GIVEN PROBLEM >> From the line that has "Phrase: large boulder" down to the final line of the listing below, transcribe every line exactly, and only those.

INPUT >>

========================

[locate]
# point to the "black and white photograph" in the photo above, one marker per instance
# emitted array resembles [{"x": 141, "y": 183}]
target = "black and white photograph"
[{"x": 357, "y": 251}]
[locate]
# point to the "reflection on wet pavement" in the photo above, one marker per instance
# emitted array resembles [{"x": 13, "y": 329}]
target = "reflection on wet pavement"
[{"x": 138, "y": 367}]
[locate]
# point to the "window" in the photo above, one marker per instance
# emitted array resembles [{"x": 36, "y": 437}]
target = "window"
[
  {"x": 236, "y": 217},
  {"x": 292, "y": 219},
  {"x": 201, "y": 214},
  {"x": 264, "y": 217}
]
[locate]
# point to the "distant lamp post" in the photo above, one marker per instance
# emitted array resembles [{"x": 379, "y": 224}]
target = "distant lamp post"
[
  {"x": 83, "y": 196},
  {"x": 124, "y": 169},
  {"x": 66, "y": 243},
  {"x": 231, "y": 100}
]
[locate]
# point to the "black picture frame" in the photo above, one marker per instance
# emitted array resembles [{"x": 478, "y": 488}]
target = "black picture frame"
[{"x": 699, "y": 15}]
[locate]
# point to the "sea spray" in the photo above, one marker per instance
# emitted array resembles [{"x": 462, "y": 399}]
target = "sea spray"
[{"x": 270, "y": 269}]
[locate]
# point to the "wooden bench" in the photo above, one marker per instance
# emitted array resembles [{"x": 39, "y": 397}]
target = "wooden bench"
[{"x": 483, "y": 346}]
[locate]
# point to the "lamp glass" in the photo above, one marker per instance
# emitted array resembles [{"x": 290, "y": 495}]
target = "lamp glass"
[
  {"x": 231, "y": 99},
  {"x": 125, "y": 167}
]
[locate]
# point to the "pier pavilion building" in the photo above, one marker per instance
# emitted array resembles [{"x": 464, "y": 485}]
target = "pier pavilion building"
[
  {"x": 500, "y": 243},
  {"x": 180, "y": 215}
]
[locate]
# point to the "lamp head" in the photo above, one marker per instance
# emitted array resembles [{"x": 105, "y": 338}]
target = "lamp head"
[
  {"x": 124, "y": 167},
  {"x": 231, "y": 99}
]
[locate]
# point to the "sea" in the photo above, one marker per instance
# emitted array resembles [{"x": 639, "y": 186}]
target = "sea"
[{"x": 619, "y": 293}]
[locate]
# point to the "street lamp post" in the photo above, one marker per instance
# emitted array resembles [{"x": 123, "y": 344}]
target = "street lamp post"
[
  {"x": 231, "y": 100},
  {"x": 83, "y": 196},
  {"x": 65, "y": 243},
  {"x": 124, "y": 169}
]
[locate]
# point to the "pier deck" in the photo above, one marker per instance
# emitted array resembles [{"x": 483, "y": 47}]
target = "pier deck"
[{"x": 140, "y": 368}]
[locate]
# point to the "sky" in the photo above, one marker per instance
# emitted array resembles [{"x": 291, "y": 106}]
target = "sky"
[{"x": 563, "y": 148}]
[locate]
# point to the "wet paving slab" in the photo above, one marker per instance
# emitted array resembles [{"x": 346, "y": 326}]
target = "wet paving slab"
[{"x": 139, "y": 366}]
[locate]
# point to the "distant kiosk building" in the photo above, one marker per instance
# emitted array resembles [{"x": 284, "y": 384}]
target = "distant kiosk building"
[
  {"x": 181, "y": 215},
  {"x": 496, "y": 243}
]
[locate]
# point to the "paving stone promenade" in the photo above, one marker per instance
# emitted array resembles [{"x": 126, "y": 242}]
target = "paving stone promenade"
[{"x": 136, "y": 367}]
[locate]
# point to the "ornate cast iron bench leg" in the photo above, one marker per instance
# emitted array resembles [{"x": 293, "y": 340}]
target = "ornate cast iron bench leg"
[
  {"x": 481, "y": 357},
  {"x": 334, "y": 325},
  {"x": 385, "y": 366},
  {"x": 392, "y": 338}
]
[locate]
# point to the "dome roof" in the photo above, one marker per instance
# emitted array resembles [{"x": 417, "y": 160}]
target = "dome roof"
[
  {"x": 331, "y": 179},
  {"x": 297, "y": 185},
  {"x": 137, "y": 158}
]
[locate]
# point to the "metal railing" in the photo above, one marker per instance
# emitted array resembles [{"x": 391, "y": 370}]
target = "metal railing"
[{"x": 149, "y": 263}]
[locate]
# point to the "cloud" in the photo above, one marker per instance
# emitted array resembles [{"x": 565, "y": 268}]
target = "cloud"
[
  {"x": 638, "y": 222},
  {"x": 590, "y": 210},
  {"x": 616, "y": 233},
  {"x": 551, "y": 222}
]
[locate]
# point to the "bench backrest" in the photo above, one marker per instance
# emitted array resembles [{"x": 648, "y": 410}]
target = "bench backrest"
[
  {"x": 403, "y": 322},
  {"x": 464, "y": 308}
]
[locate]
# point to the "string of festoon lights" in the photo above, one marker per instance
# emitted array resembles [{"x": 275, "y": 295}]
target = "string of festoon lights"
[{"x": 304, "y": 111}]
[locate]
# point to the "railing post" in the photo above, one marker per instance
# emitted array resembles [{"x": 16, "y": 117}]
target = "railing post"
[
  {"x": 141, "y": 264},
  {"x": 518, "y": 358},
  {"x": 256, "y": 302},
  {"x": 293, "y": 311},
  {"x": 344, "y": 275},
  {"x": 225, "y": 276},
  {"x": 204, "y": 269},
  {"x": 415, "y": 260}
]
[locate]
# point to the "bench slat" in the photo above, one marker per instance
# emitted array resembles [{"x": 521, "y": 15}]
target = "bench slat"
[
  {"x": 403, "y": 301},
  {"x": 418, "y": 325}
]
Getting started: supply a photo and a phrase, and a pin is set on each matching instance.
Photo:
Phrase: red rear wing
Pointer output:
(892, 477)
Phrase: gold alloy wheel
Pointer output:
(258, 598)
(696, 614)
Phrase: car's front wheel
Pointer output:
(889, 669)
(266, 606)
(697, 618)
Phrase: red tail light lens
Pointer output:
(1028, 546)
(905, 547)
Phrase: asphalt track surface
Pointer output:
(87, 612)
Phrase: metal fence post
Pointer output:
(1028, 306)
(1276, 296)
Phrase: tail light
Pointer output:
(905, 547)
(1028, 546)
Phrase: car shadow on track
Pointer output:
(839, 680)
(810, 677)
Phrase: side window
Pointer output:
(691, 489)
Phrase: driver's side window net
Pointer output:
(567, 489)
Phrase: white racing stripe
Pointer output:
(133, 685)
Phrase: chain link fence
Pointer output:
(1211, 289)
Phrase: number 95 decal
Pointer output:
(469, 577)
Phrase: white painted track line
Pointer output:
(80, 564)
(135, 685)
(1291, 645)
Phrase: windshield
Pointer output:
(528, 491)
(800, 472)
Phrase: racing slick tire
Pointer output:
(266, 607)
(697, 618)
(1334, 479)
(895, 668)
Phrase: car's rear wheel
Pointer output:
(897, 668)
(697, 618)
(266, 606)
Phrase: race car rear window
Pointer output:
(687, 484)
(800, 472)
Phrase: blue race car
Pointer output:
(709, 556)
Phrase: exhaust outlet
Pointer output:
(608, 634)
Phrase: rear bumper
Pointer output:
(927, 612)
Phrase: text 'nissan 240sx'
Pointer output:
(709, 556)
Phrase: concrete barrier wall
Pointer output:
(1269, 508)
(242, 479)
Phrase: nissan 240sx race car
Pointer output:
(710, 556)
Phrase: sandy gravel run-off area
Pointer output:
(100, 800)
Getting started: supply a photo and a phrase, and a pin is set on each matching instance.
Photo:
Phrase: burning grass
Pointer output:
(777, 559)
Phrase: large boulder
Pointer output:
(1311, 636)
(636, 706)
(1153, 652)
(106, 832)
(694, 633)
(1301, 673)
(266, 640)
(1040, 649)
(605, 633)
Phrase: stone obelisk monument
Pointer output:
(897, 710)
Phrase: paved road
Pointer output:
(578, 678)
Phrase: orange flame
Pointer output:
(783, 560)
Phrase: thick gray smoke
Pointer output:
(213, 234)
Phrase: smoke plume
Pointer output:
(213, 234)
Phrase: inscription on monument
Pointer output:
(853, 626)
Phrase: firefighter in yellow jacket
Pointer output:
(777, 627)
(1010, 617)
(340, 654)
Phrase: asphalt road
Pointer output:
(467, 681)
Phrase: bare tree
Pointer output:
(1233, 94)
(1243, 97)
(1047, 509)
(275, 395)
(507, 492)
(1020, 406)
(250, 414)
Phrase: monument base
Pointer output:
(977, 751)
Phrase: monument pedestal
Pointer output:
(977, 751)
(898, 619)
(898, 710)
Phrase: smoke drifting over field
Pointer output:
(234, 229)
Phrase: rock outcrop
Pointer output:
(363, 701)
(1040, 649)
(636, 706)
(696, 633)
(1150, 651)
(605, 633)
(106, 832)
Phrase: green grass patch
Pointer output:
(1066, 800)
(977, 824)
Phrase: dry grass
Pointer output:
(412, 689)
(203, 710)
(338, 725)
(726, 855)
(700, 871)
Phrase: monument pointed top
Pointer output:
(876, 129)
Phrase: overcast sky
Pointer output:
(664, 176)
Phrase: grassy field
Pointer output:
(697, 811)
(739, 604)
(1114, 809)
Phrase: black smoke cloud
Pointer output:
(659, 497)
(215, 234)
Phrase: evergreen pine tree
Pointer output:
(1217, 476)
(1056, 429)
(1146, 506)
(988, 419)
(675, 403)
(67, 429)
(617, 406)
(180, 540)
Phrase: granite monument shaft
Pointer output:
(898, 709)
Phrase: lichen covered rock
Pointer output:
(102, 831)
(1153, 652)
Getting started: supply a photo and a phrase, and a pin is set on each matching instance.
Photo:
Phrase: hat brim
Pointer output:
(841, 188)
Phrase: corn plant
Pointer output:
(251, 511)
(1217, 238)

========================

WRITTEN RESPONSE >>
Phrase: large boulder
Pointer output:
(1311, 636)
(636, 706)
(1153, 652)
(106, 832)
(694, 633)
(1301, 673)
(266, 640)
(1040, 649)
(605, 633)
Phrase: stone obelisk monument
Pointer output:
(897, 710)
Phrase: paved road
Pointer output:
(578, 678)
Phrase: orange flame
Pointer output:
(783, 560)
Phrase: thick gray smoke
Pointer output:
(213, 234)
Phrase: smoke plume
Pointer output:
(213, 234)
Phrase: inscription on monument
Pointer output:
(853, 626)
Phrase: firefighter in yellow jacket
Pointer output:
(777, 627)
(1010, 617)
(340, 654)
Phrase: asphalt road
Pointer output:
(467, 681)
Phrase: bare tree
Pointer output:
(1233, 94)
(1243, 97)
(1047, 509)
(275, 395)
(507, 492)
(1020, 406)
(250, 414)
Phrase: monument base
Pointer output:
(977, 751)
Phrase: monument pedestal
Pointer output:
(977, 751)
(898, 619)
(898, 710)
Phrase: smoke drifting over field
Pointer output:
(234, 229)
Phrase: rock outcrop
Pointer output:
(363, 701)
(1040, 649)
(636, 706)
(696, 633)
(1150, 651)
(605, 633)
(106, 832)
Phrase: green grass patch
Pointer output:
(1066, 800)
(977, 824)
Phrase: dry grass
Pointer output:
(412, 689)
(203, 710)
(338, 725)
(726, 855)
(700, 871)
Phrase: monument pointed top
Pointer output:
(876, 129)
Phrase: overcast sky
Pointer output:
(664, 176)
Phrase: grassy field
Pointer output:
(697, 811)
(739, 604)
(1114, 809)
Phrase: black smoke cloud
Pointer output:
(659, 497)
(215, 234)
Phrase: evergreen pine tree
Pointer output:
(1217, 476)
(1056, 429)
(1146, 506)
(988, 419)
(675, 403)
(67, 429)
(617, 406)
(180, 540)
Phrase: granite monument shaft
Pointer output:
(898, 709)
Phrase: lichen covered rock
Pointer output:
(102, 831)
(1153, 652)
Getting started: supply a photo and a phrase, and a pin is set on each matching instance.
Photo:
Phrase: hat brim
Pointer output:
(841, 188)
Phrase: corn plant
Pointer output:
(251, 511)
(1217, 238)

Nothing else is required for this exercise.